Excerpted passage:
-- Begin --

More Information: http://www.oneyearoff.net/countries-visited/africa/ethiopia/report/article/6-days-in-the-danakil-depression-summary/

Hostile Climate
Even during the “cold season” between November and February, we had to look for shelter in our stuffy hut for most part of the day. The heat was simply too intense and there is no shade to hide from the scorching sun. Temperatures averaged around 42 degrees Celsius (110 Fahrenheit) early afternoon and around 20 degrees Celsius during the night.
In the hotter months, the temperatures can be totally unbearable: a Swiss photographer told us of an unbelievable 67 degrees Celsius (160 degrees Fahrenheit) in Dallol end of March. Also the rainy season is not much fun, it makes the Danakil Depression inaccessible. Christos, the owner of Pangeans Safari, remembers a flooded desert due to torrential waters rushing down from the highlands around Mekele. This turned the sand into an uncontrollable mass of mud making the jeep sliding all over the place.

Safety Issue
Besides the hostile climate, until recently safety was another issue. Actually, the Danakil was pretty much of a “No Go Zone” until 2009. Skirmishes with Eritrean armed forces along the border were common up to the year 2005 and even after the cease-fire tourists were kidnapped. In 2007 it was five Britons. Even more dangerous were the landmines that killed several drivers in 2009. That very year about 500 travelers dared this trip, quite a few of them scientists exploring the seismic activities around Erta Ale. After more soldiers were stationed permanently things improved and the number of visitors is steadily rising. Nowadays the area is considered “very hot” among the travelling community. Especially passionate photographers have put the Danakil onto their radar.

Costs
Yes, it is quite expensive to travel to and in the Danakil Depression. There is no other way than to use the services of tour operators, who must provide not only one, but also a back up jeep, a scout, an armed Afar police man, a cook, all necessary paperwork and every drop of water every single person in the group needs in those 5-6 days. Plus of course the many presents to the local Afar chiefs, who issue the necessary permits for each area and who also organize the scouts and rangers!
This entourage does not come cheaply. Our group of four dished out the considerable sum of 950 Euros each for a 6 day tour with Pangeans Safari. For just the two of us it would have been a dear 1.250 Euros. Nevertheless, it was worth every single Birr.

Why go there?
Certainly not because of its climate, but there are a number of highlights that each alone justifies this trip! Let’s now share some of the most memorable experiences in the Danakil Depression:
(x) Looking down at the lava lake of Erta Ale, one of the most active volcanoes on this planet. The heat was intense, but standing on an overhang looking down into the huge boiling, bubbling and spitting lava lake 20 meters below makes you forget this easily. We would even go so far as to claim it requires good nerves.

-- End --

Entries for labeling object positions:
-- Begin --

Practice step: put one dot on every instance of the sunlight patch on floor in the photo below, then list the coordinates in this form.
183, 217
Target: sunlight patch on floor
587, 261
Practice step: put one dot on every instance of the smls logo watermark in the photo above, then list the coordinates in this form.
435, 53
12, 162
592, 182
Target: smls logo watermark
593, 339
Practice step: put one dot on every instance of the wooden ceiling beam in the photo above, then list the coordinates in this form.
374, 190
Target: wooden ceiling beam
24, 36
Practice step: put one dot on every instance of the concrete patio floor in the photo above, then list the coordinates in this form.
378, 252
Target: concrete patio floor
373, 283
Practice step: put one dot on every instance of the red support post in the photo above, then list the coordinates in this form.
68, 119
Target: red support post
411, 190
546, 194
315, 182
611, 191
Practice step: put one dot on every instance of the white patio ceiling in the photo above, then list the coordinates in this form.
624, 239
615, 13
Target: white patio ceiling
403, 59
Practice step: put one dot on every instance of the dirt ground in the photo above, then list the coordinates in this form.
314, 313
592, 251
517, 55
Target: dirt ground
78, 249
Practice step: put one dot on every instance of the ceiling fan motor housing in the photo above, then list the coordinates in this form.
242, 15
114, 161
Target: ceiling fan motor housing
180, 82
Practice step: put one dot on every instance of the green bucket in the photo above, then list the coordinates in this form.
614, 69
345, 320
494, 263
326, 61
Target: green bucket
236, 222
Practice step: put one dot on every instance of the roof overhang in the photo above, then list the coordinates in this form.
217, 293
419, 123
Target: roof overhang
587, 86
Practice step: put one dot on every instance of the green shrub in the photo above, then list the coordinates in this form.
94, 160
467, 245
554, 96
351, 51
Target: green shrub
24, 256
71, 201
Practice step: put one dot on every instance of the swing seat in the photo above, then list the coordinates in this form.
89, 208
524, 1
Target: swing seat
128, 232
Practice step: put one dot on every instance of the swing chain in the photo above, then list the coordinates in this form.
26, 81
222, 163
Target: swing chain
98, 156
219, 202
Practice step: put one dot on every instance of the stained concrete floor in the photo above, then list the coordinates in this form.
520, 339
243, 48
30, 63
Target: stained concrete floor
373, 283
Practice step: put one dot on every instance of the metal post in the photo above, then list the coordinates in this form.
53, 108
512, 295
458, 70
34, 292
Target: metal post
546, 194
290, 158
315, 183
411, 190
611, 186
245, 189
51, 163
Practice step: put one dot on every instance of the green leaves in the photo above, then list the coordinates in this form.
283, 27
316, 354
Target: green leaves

-- End --

Goal: Pick up the Danakil Depression travel report after its final sentence and carry it on.

Result:
(x) Dallol, a landscape of multi-colored hot springs and bizarre formations reminding of a coral reef. We managed to talk the soldiers into taking us back at the end of afternoon and were stunned as to how this place had changed since the early morning. It simply seems to be alive.
(x) Watching endless caravans soundlessly leaving the village of Hamed Ale at the crack of dawn and trotting back late afternoon loaded with salt.
(x) Discovering the salt mine near Lake Asal and the very harsh working conditions of the Afars and Tigrians, working there under a sun so strong that we had to leave at 09:30 am and hide in our hut.
(x) Socializing with some Afar families in Hamed Ale. Liza, from Pangeans Safari, is the only woman in the business, and was able to get us invited to some Afar homes, an absolute highlight of this trip. Heidi twice had the opportunity to meet several Afar women, and Gilles was also once allowed in a hut for a genuinely traditional “coffee ceremony”, something normally utterly unthinkable!
(x) Lake Asal’s vast salt plain with its surrounding rock formation. Some weary travelers are said to have mistaken it for a fortress. It is truly unique, even for those among us who have marveled at the incomparable Salar de Uyuni in Bolivia, the biggest salt lake in the world.

Do a five day or six day trip?
Agencies tend to offer a 3 (only Dallol) or a 5 day tour, including Erta Ale. We added a 6th day which allowed us extra time in Hamed Ale. This way we could truly enjoy Dallol, in our opinion one of the most unique sights on this planet, early in the morning and late in the afternoon. Not only the light is different, but also the scenery. The lay-out of the pool amongst the multi-colored formations of minerals had changed within a day.
Apart from Dallol, there is Lake Asal, the salt mines and various geologically very active places that are a must-see. If this does not sound a lot to do, consider the extreme temperatures. Only a few hours of the day, from dawn to about 10 o’clock and before sunset can be reasonably used for these visits. On top of that, this inclement climate is extremely tiring. Not matter how fit you are, there is only so much your body is able to endure under these harsh conditions.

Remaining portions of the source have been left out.